## SHORT TASK:
Put every line of the records below into a JSON list of strings, one string per line, with blank lines skipped. Leave the pictures out.

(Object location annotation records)
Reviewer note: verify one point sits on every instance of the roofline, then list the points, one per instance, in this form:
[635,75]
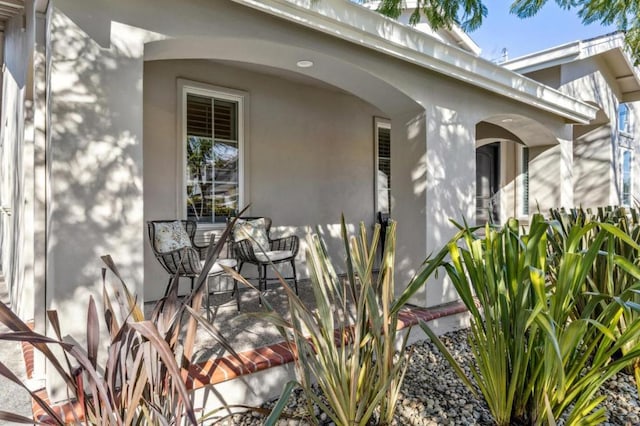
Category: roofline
[569,52]
[357,24]
[461,38]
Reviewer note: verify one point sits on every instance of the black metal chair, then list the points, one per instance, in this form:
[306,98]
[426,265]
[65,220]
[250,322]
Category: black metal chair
[383,220]
[185,260]
[280,250]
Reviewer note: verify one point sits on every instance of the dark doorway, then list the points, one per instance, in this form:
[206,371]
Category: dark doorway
[487,183]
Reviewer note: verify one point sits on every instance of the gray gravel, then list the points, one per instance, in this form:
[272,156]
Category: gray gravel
[433,395]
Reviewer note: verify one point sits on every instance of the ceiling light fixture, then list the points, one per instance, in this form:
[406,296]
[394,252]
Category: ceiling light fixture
[305,63]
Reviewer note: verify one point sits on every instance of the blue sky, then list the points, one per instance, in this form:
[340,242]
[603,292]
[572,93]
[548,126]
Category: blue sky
[552,26]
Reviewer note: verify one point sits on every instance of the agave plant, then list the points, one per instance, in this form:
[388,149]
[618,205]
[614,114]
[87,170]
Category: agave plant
[141,381]
[349,345]
[534,362]
[605,278]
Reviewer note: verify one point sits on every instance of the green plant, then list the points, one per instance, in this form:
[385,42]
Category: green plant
[141,381]
[535,363]
[348,345]
[604,278]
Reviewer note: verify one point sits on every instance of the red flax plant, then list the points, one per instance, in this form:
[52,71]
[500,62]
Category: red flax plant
[349,345]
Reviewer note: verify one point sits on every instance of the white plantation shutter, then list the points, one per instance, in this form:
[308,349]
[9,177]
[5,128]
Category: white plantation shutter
[212,167]
[383,167]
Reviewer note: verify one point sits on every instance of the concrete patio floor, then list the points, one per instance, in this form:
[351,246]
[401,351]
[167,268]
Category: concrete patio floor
[13,398]
[244,331]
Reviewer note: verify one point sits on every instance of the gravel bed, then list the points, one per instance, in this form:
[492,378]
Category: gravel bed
[433,395]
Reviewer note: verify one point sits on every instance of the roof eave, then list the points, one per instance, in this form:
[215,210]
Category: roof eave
[356,24]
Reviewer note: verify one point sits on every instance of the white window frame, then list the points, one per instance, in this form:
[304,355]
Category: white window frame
[379,123]
[625,129]
[186,87]
[522,214]
[624,151]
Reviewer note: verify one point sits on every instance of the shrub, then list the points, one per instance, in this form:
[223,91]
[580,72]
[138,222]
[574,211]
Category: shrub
[604,278]
[348,346]
[535,363]
[141,381]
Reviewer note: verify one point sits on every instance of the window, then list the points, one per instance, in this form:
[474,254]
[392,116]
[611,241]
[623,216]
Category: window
[213,133]
[383,165]
[625,196]
[524,181]
[624,119]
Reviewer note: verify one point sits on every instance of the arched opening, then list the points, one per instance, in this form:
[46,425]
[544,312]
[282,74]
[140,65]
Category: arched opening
[505,146]
[307,138]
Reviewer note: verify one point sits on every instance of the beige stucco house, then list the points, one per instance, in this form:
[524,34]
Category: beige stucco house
[605,151]
[309,109]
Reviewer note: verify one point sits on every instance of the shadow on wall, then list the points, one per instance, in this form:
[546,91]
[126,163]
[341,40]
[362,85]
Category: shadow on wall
[593,168]
[96,167]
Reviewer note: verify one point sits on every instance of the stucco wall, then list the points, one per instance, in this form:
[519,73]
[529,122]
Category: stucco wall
[590,81]
[592,168]
[16,163]
[309,153]
[97,85]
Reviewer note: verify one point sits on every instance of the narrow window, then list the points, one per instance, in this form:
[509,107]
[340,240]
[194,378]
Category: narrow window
[212,150]
[626,178]
[624,122]
[383,166]
[524,181]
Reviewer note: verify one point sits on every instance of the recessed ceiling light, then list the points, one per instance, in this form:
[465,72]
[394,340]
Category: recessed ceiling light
[304,63]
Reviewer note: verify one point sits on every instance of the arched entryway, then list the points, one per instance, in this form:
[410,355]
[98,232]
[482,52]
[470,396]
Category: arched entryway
[307,145]
[505,146]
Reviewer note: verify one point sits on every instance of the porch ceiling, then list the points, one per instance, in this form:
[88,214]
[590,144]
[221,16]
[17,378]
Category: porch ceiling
[9,9]
[328,72]
[523,130]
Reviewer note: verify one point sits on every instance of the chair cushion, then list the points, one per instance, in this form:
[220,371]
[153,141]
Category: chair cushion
[274,256]
[170,236]
[217,266]
[253,230]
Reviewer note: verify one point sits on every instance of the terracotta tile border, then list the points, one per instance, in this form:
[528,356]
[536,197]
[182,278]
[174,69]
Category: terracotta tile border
[219,370]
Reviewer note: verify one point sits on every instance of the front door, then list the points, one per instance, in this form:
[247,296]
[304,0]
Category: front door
[487,183]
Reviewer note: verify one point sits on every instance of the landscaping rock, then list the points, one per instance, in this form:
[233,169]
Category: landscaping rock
[433,395]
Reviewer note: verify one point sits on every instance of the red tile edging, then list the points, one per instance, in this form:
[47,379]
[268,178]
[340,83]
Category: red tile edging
[219,370]
[226,368]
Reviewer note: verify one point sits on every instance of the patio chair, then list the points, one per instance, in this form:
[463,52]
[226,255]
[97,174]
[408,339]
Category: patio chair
[251,243]
[383,220]
[173,244]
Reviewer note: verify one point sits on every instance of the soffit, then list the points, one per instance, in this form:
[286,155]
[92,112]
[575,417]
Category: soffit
[9,9]
[610,50]
[352,22]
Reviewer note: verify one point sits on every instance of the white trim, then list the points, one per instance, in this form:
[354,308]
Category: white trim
[185,87]
[378,123]
[520,183]
[623,151]
[357,24]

## THE ANSWER:
[
  "Reviewer note: verify one point sits on every instance of the roofline, then list the points, one per instance, in this form:",
  "[635,75]",
  "Category: roofline",
  "[569,52]",
  "[357,24]",
  "[461,38]",
  "Reviewer note: verify one point sits on every instance of the black metal chair, then list the points, one per instance, in this form:",
  "[306,98]",
  "[426,265]",
  "[65,220]",
  "[250,322]",
  "Category: black metal chair",
  "[383,220]",
  "[185,260]",
  "[280,250]",
  "Reviewer note: verify one point sits on every instance of the dark doorway, then list the points, one per instance, in this form:",
  "[206,371]",
  "Category: dark doorway",
  "[487,183]",
  "Reviewer note: verify one point sits on every instance of the gray gravel, then list the points, one per instance, in this form:",
  "[272,156]",
  "Category: gray gravel",
  "[433,395]",
  "Reviewer note: verify one point sits on every instance of the ceiling light fixture, then list the points, one per instance, in this form:",
  "[406,296]",
  "[394,252]",
  "Category: ceiling light fixture",
  "[305,63]",
  "Reviewer note: verify one point sits on every instance of the blue sky, then list the points, one per instance, in this form:",
  "[340,242]",
  "[603,292]",
  "[572,93]",
  "[548,126]",
  "Category: blue sky",
  "[552,26]",
  "Reviewer note: verify one point sits on every instance of the agave plant, then list the points, one per instance, in this form:",
  "[388,149]",
  "[618,205]",
  "[614,114]",
  "[87,170]",
  "Category: agave plant",
  "[141,381]",
  "[349,345]",
  "[534,362]",
  "[605,278]",
  "Reviewer note: verify one point sits on every instance of the green plant, then list the points, one per instance, in this form:",
  "[385,42]",
  "Category: green plant",
  "[141,381]",
  "[535,363]",
  "[348,345]",
  "[604,278]",
  "Reviewer note: verify one point sits on every instance of the red flax plant, then list the points, one per instance, in this form:",
  "[52,71]",
  "[500,62]",
  "Category: red flax plant",
  "[349,345]",
  "Reviewer note: verify one point sits on every instance of the white plantation shutter, then list the points, one per instance, in this form:",
  "[308,349]",
  "[9,177]",
  "[5,128]",
  "Category: white plantation shutter",
  "[212,167]",
  "[383,167]",
  "Reviewer note: verify one point sits on every instance of the concrete patio floor, then list the points, one per instance, in this form:",
  "[351,246]",
  "[401,351]",
  "[167,268]",
  "Category: concrete patio floor",
  "[13,398]",
  "[244,331]",
  "Reviewer note: verify one point sits on every instance of the gravel bed, then list the points, one per instance, in this form:",
  "[492,378]",
  "Category: gravel bed",
  "[433,395]",
  "Reviewer note: verify one point sits on every instance of the roof eave, then list the points, one per instance, in this form:",
  "[215,210]",
  "Category: roof eave",
  "[356,24]",
  "Reviewer note: verify one point sits on every instance of the white window frame, then list the points, one per instance, in this form:",
  "[304,355]",
  "Category: white window frame",
  "[379,123]",
  "[625,129]",
  "[186,87]",
  "[522,214]",
  "[624,151]",
  "Reviewer note: verify one point sits on every instance of the shrub, then list the points, one per instance, in this form:",
  "[223,91]",
  "[580,72]",
  "[138,222]",
  "[574,211]",
  "Category: shrub",
  "[604,278]",
  "[348,346]",
  "[535,363]",
  "[141,381]",
  "Reviewer note: verify one point sits on every instance of the window, then list the points, one per instance, in this form:",
  "[474,254]",
  "[392,116]",
  "[611,241]",
  "[623,216]",
  "Category: window",
  "[213,133]",
  "[383,165]",
  "[625,196]",
  "[524,181]",
  "[624,119]",
  "Reviewer note: verify one point sits on every instance of the arched opening, then list the points, one per instance, in this form:",
  "[46,425]",
  "[544,312]",
  "[282,74]",
  "[140,65]",
  "Category: arched opening",
  "[505,146]",
  "[307,138]",
  "Reviewer note: verify one point sits on every instance of the beige stucco house, then list the points, one per instance, in this form:",
  "[524,34]",
  "Category: beige stucco house",
  "[605,151]",
  "[309,109]",
  "Reviewer note: verify one point sits on every instance of the shadow on wall, then list the points, one per instance, in this form:",
  "[546,91]",
  "[126,163]",
  "[341,40]",
  "[362,85]",
  "Category: shadow on wall",
  "[593,168]",
  "[96,167]",
  "Reviewer note: verify one point sits on every instance of the stucco wall, then list the points, one per instance, in this form:",
  "[519,73]",
  "[529,122]",
  "Category: stucco wall",
  "[590,81]",
  "[592,168]",
  "[16,163]",
  "[309,153]",
  "[97,85]",
  "Reviewer note: verify one point sits on every instance of the narrow window, then list the points, one per instance, in this form:",
  "[509,107]",
  "[340,240]",
  "[194,378]",
  "Category: narrow window",
  "[212,150]",
  "[626,178]",
  "[624,122]",
  "[383,166]",
  "[524,181]",
  "Reviewer note: verify one point sits on every instance of the recessed ceiling light, then list the points, one per instance, in this form:",
  "[465,72]",
  "[394,340]",
  "Category: recessed ceiling light",
  "[304,63]",
  "Reviewer note: verify one point sits on every instance of the arched entryway, then list the points, one per instance, in this form:",
  "[410,355]",
  "[98,232]",
  "[482,52]",
  "[470,396]",
  "Category: arched entryway",
  "[307,145]",
  "[505,146]",
  "Reviewer note: verify one point sits on every instance of the porch ceiling, then list the points, one per instance, in this form:",
  "[88,214]",
  "[590,144]",
  "[221,16]",
  "[17,378]",
  "Category: porch ceiling",
  "[9,9]",
  "[328,72]",
  "[523,130]",
  "Reviewer note: verify one point sits on every instance of the chair cushion, then list the points, one per instance, in this form:",
  "[220,371]",
  "[153,141]",
  "Category: chair cushion",
  "[274,256]",
  "[170,236]",
  "[217,266]",
  "[253,230]",
  "Reviewer note: verify one point sits on every instance of the terracotta tile border, then list the points, one per instance, in this form:",
  "[528,356]",
  "[536,197]",
  "[182,278]",
  "[174,69]",
  "Category: terracotta tile border",
  "[219,370]",
  "Reviewer note: verify one point sits on every instance of the front door, then list the points, one per instance, in this form:",
  "[247,296]",
  "[304,0]",
  "Category: front door",
  "[487,183]",
  "Reviewer note: verify one point sits on every instance of the landscaping rock, then list the points, one per instance, in this form:",
  "[233,169]",
  "Category: landscaping rock",
  "[433,395]",
  "Reviewer note: verify one point sits on every instance of the red tile edging, then list the points, one per instance, in this form:",
  "[47,379]",
  "[268,178]",
  "[340,83]",
  "Category: red tile edging",
  "[219,370]",
  "[226,368]",
  "Reviewer note: verify one point sits on every instance of the patio chair, then list the points, one per instance, in this form:",
  "[463,52]",
  "[226,255]",
  "[97,174]",
  "[408,339]",
  "Category: patio chair",
  "[251,243]",
  "[383,220]",
  "[173,244]",
  "Reviewer note: verify one point sits on every instance of the soffit, then list the points, one per instance, in this form:",
  "[286,155]",
  "[92,112]",
  "[575,417]",
  "Category: soffit",
  "[9,9]",
  "[610,50]",
  "[352,22]",
  "Reviewer note: verify one point sits on every instance of the white trim, then list the points, one per instance, in this form:",
  "[354,308]",
  "Category: white trim",
  "[185,87]",
  "[378,123]",
  "[520,183]",
  "[623,151]",
  "[357,24]"
]